It is not that François, as an educated white man, represents the institution that the students decry; in fact, they seem to bear him little racial resentment. The real problem is that François has no answers for them, cannot assuage their sense of anomie. To an American inner-city teacher, this sense of one’s hands being tied is particularly resonant: The best teachers in the world cannot hide from their inner-city students the fact that they have been marginalized. The evidence is all around them, in the form of outdated textbooks, culturally insensitive curricula, over-crowded classrooms, and dysfunctional schools.

I saw this movie with another teacher, and as we walked out, I asked him the question I felt the film raised: “Is François a good teacher?” My friend did not think so; he was dismayed at François’s inability to control his class or to keep students from veering off topic during lessons. Putting aside François’s unprofessional behavior towards students, my friend said, structure is the essence of good teaching; François imposes none. His students talk back to him, derail his lessons, start fights, and essentially run wild.

Though it may be relevant to note that my friend’s experience is in early childhood special education, as opposed to high school, his points about teaching are not without validity. Yet, I found myself unable to condemn François without taking a serious look at my own classroom management, which was often lacking, or my relationships with students, which sometimes tested the limits of professionalism in the friendships I made.

Was I a bad teacher? I would like to think I was a pretty good one: I had some clever assignments, my students read lots of books, and I formed lasting relationships with a number of kids. But I also know that my own teaching career, like that of many young teachers, probably weighed in the same as François’s does in this film—equal parts brilliance and mediocrity.

Rather than perpetuate the movie myth of the “hero teacher” who somehow saves all the students from themselves, or even that of the “villain teacher” who has no faith in students and takes sadistic pleasure in witnessing their failure, The Class is an ode to average teachers—those committed to educating their students, who know realistically that they will endure as many mishaps as successes along the way. Cantet and Bégaudeau understand that inner-city teaching—both in France and abroad—involves struggling in a sort of gray zone, where qualified success is more common than an outright win. François’s successes are duly downplayed and subtle, so much so that they may only be recognizable to those who have worked in a similar situation: A few students in the beginning of film express pleasure at being taught by François two years in a row, and a barely literate young man, whose verbal self-portrait consists only of simple declarative sentences (“I like soccer. I don’t like strict teachers.”), declares bluntly at the close of his essay, “I like it here.”

== WORK TO COMPLETE ==
A. Answer these questions about the review of The Class:
(i) In what area does the writer's friend have teaching experience?
(ii) According to the friend, what is the essence of good teaching?
(iii) What does the barely literate young man declare at the close of his essay?
B. Write the next paragraph of the review of The Class, picking up after its final sentence.

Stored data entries
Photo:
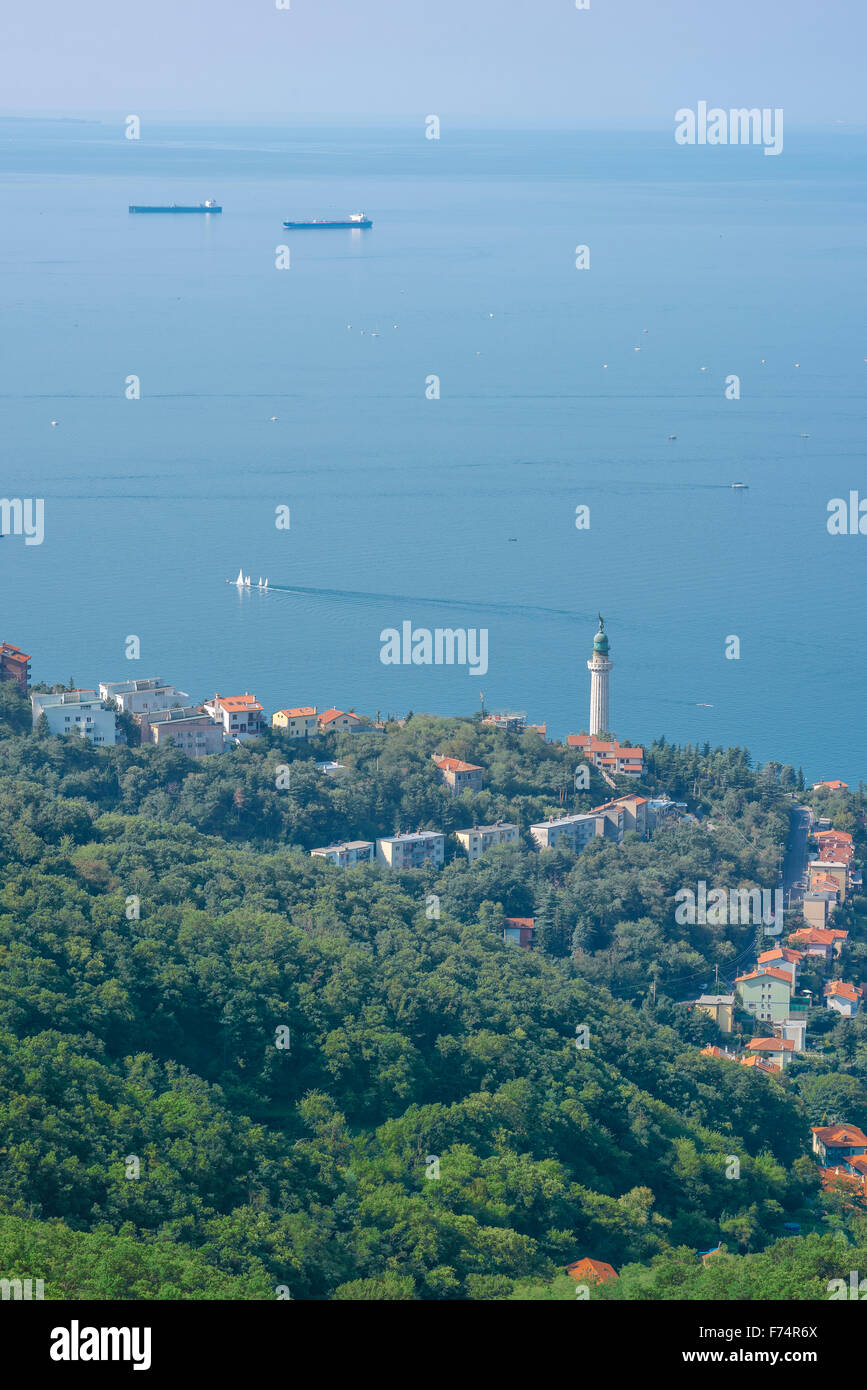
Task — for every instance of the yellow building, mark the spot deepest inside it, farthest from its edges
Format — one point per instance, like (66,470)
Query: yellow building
(720,1008)
(298,723)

== SOLVED TASKS ==
A.
(i) Early childhood special education.
(ii) Structure.
(iii) "I like it here."

B.
One of the film’s closing scenes features an end of the year faculty-student soccer match, wherein Bégaudeau plays jovially alongside students with whom he has previously clashed. Kids on the sidelines scream and cheer; the student players and François clap each other on the shoulders when a goal is scored. Much is left unresolved: François’s relationships with even these students are still strained, and his reputation among the teachers has been tainted by his lapse in judgment. But these final moments of camaraderie signal unambiguously that François will come back to teaching the following year, and that even while he has experienced problems, there is always time for improvement.

It is a worthy, if ambivalent, conclusion to a compelling film. François’s success, like that of all teachers, is not determined by a single climactic achievement. It is determined by the sum total of the time he spends with his students, and his willingness to stay in the game even without tangible victory.

Ilana Garon is working on a book about her teaching experiences, entitled Don’t Be Wilin’ Out: Teaching Lessons from the Bronx.